▸ Stated goal
Transcribe verbatim the stretch of the contraceptive mandate commentary from "It’s actually paternalism" through "their religious beliefs.".

The Obama administration said that the requirement is necessary to protect women’s health and abortion rights. The judges were unconvinced that forcing companies to violate their religious rights was appropriate.

Brown wrote that “it is clear the government has failed to demonstrate how such a right — whether described as noninterference, privacy, or autonomy — can extend to the compelled subsidization of a woman’s procreative practices.”

“The provision of these services — even without the contraceptive mandate — by and large fulfills the statutory command for insurers to provide gender-specific preventive care,” she wrote. “At the very least, the statutory scheme will not go to pieces.”

It’s actually paternalism taken to an absurd level.  People earn wages to pay for their own elective choices.  Why should employers have to provide free contraception when they’re paying people to work?  The policy assumes that women who don’t get contraception for free won’t buy it for themselves, even when they’re earning a paycheck. Employers who want to provide that benefit should feel free to do so, but those who don’t shouldn’t be forced to do so, especially when it interferes with their religious beliefs.

The Supreme Court will eventually weigh in on this, and the White House had better get prepared for bad news in this regard. As the New York Times notes, this mandate is mostly getting laughed out of court so far, and I’d bet that it won’t do well at the next level either.

▸ Supplied information
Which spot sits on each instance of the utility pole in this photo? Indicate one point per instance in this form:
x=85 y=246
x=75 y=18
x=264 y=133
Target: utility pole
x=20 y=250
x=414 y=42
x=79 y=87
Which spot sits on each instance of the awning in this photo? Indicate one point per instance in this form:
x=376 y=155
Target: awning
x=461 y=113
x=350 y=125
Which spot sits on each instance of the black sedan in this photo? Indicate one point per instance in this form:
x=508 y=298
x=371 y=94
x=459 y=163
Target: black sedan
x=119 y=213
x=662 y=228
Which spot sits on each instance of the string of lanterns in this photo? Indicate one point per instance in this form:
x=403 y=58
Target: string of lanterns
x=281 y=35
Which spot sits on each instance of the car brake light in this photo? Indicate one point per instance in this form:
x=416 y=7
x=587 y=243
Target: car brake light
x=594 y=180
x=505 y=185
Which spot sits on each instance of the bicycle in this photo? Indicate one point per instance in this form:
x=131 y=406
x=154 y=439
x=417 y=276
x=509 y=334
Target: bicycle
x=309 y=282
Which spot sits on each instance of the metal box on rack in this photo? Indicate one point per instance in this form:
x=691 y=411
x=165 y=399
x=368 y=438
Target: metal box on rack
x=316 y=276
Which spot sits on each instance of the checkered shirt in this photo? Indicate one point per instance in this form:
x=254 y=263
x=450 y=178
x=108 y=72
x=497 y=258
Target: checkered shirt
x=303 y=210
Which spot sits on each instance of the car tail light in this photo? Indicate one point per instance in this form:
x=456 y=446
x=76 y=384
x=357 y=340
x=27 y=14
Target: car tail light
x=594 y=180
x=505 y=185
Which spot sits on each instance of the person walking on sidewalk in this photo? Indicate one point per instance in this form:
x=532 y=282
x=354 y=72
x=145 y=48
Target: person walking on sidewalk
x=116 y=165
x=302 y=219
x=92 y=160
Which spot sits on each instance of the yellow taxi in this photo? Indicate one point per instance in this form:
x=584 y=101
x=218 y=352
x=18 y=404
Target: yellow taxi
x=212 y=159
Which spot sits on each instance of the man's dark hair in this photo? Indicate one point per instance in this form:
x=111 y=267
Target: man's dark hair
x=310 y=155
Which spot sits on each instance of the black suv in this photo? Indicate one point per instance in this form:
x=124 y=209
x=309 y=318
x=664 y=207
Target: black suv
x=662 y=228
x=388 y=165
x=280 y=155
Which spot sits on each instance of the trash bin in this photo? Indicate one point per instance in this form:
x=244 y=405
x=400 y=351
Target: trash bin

▸ Response to this task
It’s actually paternalism taken to an absurd level.  People earn wages to pay for their own elective choices.  Why should employers have to provide free contraception when they’re paying people to work?  The policy assumes that women who don’t get contraception for free won’t buy it for themselves, even when they’re earning a paycheck. Employers who want to provide that benefit should feel free to do so, but those who don’t shouldn’t be forced to do so, especially when it interferes with their religious beliefs.